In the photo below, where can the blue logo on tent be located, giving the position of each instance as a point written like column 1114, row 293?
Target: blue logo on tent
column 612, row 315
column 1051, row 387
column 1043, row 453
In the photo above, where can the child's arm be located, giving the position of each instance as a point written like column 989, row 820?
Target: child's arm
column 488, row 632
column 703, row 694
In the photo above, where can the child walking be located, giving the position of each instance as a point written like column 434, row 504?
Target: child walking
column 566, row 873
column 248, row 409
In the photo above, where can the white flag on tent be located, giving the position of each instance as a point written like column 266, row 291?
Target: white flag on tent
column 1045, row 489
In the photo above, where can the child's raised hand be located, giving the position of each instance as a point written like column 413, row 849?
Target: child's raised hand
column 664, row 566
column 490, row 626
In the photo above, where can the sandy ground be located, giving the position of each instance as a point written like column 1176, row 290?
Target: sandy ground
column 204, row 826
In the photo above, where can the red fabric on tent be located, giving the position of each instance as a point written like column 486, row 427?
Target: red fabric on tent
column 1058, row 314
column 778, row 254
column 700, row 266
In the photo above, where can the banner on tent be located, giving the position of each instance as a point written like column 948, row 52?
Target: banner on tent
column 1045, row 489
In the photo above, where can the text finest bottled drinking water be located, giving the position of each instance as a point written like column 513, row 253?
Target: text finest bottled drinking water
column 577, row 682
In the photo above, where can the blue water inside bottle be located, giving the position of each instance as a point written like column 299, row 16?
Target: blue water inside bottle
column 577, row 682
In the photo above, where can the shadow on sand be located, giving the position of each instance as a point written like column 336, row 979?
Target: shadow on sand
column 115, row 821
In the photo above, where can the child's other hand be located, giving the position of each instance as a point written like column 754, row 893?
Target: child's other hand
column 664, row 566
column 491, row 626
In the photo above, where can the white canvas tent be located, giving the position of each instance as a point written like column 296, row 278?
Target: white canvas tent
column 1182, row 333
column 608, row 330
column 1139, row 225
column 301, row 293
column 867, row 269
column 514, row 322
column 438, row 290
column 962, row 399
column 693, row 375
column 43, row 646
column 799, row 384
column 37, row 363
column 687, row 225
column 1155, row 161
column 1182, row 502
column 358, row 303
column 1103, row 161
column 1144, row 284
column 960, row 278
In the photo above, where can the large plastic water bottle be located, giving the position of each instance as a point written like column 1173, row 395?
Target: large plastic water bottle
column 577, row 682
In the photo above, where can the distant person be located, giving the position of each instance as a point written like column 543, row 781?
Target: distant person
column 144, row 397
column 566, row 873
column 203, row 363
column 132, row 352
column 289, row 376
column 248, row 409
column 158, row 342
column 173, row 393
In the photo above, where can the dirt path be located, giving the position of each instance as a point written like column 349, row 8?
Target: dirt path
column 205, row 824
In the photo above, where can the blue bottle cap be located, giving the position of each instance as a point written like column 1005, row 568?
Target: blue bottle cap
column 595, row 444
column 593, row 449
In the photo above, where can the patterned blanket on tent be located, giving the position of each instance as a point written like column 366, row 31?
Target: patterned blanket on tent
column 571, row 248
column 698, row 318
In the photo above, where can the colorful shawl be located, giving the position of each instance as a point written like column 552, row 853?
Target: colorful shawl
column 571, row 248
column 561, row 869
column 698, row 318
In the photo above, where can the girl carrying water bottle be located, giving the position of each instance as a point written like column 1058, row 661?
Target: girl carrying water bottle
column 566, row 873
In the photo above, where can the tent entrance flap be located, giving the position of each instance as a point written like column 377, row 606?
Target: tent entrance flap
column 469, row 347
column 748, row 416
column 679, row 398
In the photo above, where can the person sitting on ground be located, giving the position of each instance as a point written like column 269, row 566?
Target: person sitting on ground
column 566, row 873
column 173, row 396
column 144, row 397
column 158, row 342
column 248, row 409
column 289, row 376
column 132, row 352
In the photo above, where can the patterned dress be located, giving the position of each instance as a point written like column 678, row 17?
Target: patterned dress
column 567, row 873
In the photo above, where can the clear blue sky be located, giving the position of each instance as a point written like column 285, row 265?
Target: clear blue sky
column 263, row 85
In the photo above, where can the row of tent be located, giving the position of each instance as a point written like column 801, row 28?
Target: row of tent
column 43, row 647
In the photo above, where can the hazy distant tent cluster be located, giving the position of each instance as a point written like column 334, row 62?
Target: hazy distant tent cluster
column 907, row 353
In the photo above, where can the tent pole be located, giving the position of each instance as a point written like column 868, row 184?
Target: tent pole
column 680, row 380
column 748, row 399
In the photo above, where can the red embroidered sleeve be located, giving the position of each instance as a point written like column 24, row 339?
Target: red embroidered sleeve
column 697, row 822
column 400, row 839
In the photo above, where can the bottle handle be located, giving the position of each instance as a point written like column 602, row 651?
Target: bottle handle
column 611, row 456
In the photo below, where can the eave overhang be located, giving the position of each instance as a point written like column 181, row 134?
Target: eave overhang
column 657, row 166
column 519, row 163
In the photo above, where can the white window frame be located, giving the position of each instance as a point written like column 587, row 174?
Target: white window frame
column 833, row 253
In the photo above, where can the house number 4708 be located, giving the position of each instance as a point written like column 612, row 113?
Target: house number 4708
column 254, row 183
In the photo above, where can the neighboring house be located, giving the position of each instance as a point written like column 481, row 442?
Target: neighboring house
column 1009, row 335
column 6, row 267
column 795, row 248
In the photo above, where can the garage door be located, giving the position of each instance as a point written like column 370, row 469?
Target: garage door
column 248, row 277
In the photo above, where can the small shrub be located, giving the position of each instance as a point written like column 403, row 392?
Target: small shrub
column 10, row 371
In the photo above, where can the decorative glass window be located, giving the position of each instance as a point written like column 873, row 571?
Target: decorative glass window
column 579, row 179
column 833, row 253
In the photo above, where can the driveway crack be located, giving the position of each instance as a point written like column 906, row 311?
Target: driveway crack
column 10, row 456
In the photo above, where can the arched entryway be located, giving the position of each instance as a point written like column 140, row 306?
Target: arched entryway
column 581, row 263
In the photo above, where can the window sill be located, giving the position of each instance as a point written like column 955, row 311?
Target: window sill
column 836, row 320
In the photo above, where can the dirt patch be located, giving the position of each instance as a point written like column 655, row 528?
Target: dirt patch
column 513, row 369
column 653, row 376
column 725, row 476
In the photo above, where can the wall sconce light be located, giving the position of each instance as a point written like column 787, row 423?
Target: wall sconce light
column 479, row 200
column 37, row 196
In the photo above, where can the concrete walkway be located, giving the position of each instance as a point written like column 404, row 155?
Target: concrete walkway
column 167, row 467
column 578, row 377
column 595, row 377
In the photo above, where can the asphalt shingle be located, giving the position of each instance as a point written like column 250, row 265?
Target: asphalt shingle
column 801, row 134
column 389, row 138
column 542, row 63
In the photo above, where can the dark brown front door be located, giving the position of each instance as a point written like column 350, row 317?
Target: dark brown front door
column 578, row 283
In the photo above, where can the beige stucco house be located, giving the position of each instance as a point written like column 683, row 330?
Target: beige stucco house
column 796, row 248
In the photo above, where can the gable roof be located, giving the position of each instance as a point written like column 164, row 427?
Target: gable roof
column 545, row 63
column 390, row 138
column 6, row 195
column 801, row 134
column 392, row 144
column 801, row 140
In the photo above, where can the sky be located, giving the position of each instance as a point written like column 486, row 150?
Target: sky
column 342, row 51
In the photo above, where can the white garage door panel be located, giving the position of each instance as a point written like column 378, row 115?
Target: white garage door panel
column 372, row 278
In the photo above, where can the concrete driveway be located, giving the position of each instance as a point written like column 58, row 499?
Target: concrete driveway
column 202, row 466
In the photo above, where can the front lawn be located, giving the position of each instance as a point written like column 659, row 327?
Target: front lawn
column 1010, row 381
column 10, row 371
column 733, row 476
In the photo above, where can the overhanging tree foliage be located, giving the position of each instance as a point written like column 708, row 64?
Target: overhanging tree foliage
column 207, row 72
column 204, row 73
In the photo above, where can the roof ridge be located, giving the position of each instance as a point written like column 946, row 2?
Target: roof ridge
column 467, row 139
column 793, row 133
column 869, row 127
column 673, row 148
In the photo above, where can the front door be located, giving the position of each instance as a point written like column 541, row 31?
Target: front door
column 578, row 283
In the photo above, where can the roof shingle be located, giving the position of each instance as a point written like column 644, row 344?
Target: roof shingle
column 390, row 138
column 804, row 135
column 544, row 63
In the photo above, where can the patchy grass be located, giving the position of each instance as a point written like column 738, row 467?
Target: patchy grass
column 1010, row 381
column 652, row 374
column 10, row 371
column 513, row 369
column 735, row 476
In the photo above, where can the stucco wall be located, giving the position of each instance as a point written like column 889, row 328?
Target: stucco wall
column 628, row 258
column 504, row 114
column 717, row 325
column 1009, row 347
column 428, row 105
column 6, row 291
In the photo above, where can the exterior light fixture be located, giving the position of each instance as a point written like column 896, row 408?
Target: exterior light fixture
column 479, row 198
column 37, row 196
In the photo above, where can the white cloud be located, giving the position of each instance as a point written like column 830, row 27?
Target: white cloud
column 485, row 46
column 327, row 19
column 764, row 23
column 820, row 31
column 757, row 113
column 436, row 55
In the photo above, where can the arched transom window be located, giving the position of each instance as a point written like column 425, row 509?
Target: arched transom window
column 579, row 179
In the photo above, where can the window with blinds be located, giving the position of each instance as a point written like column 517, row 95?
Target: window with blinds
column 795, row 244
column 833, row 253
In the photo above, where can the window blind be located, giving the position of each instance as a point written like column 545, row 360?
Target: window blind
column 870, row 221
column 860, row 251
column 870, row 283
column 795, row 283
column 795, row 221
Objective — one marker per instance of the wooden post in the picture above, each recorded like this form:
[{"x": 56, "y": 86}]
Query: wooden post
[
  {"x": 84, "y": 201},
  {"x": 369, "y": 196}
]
□ □ □
▸ Required work
Convert the entries from the start of the entries through the line containing "column 703, row 694" into a two-column CSV with the columns instruction and points, one row per entry. Put each entry's text and its answer in a single quoted field apiece, with line breaks replaced by spaces.

▸ Solution
instruction,points
"In the photo below, where can the blue logo on tent be located, giving the position of each instance as a point written like column 1114, row 293? Target: blue logo on tent","column 612, row 315 column 1051, row 387 column 1043, row 453"
"In the photo above, where can the child's arm be located, giving the position of each instance as a point written like column 989, row 820? Target: child's arm","column 488, row 632 column 703, row 694"